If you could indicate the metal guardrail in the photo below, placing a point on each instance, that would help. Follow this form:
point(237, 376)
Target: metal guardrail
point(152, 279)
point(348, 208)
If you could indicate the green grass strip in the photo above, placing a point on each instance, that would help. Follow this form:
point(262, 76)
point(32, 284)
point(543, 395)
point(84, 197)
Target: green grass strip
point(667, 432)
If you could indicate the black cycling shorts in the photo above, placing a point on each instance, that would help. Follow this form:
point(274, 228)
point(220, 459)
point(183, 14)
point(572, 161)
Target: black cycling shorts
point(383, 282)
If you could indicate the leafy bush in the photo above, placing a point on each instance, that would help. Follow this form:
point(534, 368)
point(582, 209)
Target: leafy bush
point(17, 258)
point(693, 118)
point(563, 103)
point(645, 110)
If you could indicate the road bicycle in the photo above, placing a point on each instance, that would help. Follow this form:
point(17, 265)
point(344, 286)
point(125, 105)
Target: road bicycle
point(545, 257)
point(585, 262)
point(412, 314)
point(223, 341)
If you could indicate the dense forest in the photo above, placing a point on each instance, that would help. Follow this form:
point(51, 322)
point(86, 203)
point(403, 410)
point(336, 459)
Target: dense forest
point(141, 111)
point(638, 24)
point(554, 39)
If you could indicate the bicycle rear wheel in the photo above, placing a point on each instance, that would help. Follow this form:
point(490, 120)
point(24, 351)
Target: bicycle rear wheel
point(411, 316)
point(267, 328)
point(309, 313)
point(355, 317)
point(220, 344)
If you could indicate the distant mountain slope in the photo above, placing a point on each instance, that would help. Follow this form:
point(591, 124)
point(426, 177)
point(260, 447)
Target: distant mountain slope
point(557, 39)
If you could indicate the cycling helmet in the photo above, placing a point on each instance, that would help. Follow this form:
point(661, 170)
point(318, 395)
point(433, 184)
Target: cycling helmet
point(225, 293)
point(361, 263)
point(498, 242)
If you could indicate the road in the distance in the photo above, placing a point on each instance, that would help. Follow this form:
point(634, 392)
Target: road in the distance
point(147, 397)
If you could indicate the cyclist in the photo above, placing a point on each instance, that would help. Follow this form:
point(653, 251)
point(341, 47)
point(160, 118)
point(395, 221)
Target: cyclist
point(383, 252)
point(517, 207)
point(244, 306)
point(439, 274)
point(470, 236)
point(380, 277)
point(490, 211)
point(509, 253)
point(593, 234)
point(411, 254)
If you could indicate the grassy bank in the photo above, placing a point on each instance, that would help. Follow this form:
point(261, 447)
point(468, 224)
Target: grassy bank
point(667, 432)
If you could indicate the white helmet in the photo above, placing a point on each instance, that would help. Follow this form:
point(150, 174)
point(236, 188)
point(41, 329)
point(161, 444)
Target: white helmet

⁂

*REQUIRED ACTION:*
Say how many lines of the entries hold the string "above". Nothing but the number should be given.

*TASK ANSWER:*
12